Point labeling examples
◆ ◆ ◆ ◆
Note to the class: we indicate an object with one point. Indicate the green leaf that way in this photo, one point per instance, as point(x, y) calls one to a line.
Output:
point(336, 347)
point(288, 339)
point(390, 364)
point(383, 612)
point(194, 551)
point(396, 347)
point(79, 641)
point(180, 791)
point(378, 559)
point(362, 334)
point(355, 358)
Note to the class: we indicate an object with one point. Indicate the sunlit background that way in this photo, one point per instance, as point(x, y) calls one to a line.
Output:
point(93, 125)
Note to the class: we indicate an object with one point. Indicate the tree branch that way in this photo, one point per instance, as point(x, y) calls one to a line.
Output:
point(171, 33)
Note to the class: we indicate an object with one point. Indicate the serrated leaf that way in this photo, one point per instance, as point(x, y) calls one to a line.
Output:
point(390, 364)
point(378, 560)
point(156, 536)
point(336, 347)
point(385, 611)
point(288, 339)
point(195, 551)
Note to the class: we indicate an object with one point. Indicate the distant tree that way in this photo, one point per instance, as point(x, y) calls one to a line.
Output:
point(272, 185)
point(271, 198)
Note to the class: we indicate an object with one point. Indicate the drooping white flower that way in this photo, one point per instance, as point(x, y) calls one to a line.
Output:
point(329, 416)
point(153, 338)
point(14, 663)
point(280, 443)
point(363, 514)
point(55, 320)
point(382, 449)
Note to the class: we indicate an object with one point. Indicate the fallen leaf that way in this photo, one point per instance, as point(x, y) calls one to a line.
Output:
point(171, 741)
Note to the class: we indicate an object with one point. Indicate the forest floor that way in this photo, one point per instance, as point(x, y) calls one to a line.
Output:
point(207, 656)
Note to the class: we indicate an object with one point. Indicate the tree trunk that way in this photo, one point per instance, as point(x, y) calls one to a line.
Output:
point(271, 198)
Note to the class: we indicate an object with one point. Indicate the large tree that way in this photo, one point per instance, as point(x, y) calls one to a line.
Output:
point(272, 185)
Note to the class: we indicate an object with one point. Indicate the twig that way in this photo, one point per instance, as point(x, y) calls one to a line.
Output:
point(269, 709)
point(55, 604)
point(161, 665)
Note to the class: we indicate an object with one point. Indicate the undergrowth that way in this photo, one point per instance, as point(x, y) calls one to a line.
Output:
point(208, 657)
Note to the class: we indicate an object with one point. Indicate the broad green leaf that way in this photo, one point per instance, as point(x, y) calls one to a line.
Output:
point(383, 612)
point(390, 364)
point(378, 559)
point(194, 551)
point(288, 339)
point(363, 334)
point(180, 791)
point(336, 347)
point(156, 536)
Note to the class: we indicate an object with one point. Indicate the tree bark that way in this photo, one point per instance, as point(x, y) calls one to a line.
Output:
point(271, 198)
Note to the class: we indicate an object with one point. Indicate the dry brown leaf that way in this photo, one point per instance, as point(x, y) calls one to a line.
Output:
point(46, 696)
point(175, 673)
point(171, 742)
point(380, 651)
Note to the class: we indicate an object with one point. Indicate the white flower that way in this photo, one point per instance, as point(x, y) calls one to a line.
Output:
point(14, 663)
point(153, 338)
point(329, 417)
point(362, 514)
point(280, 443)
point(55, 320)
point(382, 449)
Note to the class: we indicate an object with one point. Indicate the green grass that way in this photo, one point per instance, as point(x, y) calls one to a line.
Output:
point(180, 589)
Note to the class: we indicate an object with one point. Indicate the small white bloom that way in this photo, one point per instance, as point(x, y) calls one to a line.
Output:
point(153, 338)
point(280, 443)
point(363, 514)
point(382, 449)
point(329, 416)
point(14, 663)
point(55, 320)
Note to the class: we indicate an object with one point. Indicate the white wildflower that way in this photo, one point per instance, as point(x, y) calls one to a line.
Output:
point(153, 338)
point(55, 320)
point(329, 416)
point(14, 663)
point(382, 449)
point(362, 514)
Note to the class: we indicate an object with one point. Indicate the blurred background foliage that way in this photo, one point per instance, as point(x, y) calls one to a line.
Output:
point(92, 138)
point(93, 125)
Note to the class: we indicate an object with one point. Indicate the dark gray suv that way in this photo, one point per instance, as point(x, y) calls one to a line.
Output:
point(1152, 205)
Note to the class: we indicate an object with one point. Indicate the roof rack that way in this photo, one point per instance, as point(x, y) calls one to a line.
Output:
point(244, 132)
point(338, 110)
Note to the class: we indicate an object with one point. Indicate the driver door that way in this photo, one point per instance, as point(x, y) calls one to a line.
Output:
◆ ◆ ◆ ◆
[WHAT YOU SHOULD DO] Render every row above as a numbered list, one row per item, and skip any blank lines.

[OUTPUT OF THE EXERCISE]
1. Note to the class: we indicate an object with one point. Indicate the green leaf that way in this photo, one point per instance, as point(x, y) calls one to a line.
2. Output:
3. point(336, 347)
4. point(288, 339)
5. point(390, 364)
6. point(383, 612)
7. point(194, 551)
8. point(396, 347)
9. point(79, 641)
10. point(180, 791)
11. point(378, 559)
12. point(362, 334)
13. point(355, 358)
14. Note to the class: we indicate an object with one point. Indicate the sunlit background that way in this photo, one point per instance, as point(x, y) calls one to a line.
15. Output:
16. point(93, 125)
17. Note to the class: we indicate an object with one point. Indicate the tree branch that way in this photo, one point per instance, as point(x, y) calls one to a line.
18. Output:
19. point(171, 33)
20. Note to the class: we indicate an object with one point. Indicate the serrated leaf that way in this photo, one point per instance, as point(x, y) calls one to a line.
21. Output:
22. point(390, 364)
23. point(378, 560)
24. point(156, 536)
25. point(336, 347)
26. point(385, 611)
27. point(288, 339)
28. point(195, 551)
29. Note to the class: we indicate an object with one point. Indicate the distant tree that way in this photo, one point per instance, as point(x, y) calls one to a line.
30. Output:
31. point(272, 185)
32. point(271, 198)
33. Note to the class: we indicate an object with one point. Indicate the drooping white flower that way in this photo, one point per instance, as point(x, y) calls one to a line.
34. Output:
35. point(329, 416)
36. point(153, 338)
37. point(14, 663)
38. point(280, 443)
39. point(363, 514)
40. point(55, 320)
41. point(382, 449)
42. Note to the class: we indicate an object with one point. Indicate the fallen leaf that way in this photo, one point per instance, as point(x, y) calls one to a line.
43. Output:
44. point(171, 741)
45. Note to the class: we indicate an object with one point. Indicate the forest floor that way in this photo, one point per instance, as point(x, y) calls one to a line.
46. Output:
47. point(207, 656)
48. Note to the class: we indicate an object with one point. Indicate the tree trunk that way in this photo, one point per instance, as point(x, y) calls one to a line.
49. Output:
50. point(271, 198)
51. Note to the class: we indicate an object with one point. Indicate the large tree that way in this photo, one point per instance, as point(x, y) calls one to a line.
52. Output:
53. point(272, 185)
54. Note to the class: we indicate an object with one point. Indicate the twig that way in this photo, one point per instance, as point(x, y) calls one to a line.
55. Output:
56. point(269, 709)
57. point(55, 604)
58. point(161, 665)
59. Note to the class: we indicate an object with one point. Indicate the undergrowth that way in this photo, one point per instance, as point(x, y) calls one to a line.
60. Output:
61. point(208, 657)
62. Note to the class: we indicate an object with one point. Indicate the broad green leaf that way in this photo, one point per instance, as point(x, y) calls one to a line.
63. Output:
64. point(383, 612)
65. point(390, 364)
66. point(378, 559)
67. point(194, 551)
68. point(288, 339)
69. point(363, 334)
70. point(180, 791)
71. point(336, 347)
72. point(156, 536)
73. Note to the class: we indicate an object with one point. Indicate the tree bark that way in this photo, one point per instance, as point(x, y) calls one to a line.
74. Output:
75. point(271, 198)
76. Note to the class: we indicate an object with one point. Indicate the dry brown leaf that way in this photo, one point per instance, as point(x, y) calls one to a line.
77. Output:
78. point(46, 696)
79. point(175, 673)
80. point(171, 742)
81. point(380, 651)
82. Note to the class: we indicate an object with one point. Indicate the white flower that way in this photo, one point per instance, as point(x, y) calls one to a line.
83. Output:
84. point(14, 663)
85. point(153, 338)
86. point(329, 417)
87. point(362, 514)
88. point(280, 443)
89. point(55, 320)
90. point(382, 449)
91. Note to the class: we indicate an object with one point. Indicate the green grass that way in this photo, one point per instance, as point(x, y) calls one to a line.
92. Output:
93. point(180, 589)
94. Note to the class: we indicate an object with one point. Indicate the small white bloom that way in this photo, one point per instance, as point(x, y) calls one to a line.
95. Output:
96. point(153, 338)
97. point(280, 443)
98. point(363, 514)
99. point(382, 449)
100. point(329, 416)
101. point(14, 663)
102. point(55, 320)
103. Note to the class: we indicate an object with one point. Indicate the white wildflower that way in this photo, one point per instance, as point(x, y) calls one to a line.
104. Output:
105. point(153, 338)
106. point(55, 320)
107. point(329, 416)
108. point(14, 663)
109. point(382, 449)
110. point(362, 514)
111. Note to the class: we indicate an object with one point. Indicate the blurred background foliage that way in this photo, one point per instance, as point(x, y) calls one to a line.
112. Output:
113. point(92, 138)
114. point(93, 125)
115. Note to the class: we indicate an object with one point. Indicate the dark gray suv that way in this photo, one point per instance, as point(x, y) calls one to a line.
116. Output:
117. point(1152, 205)
118. Note to the class: we indicate an object with one point. Indicate the roof rack that way in this photo, one point per instance, as point(x, y) calls one to a line.
119. Output:
120. point(244, 132)
121. point(338, 110)
122. Note to the class: we indicate an object with one point. Indicate the driver door that way in this photo, one point per instance, as point(x, y) calls one to a line.
123. Output:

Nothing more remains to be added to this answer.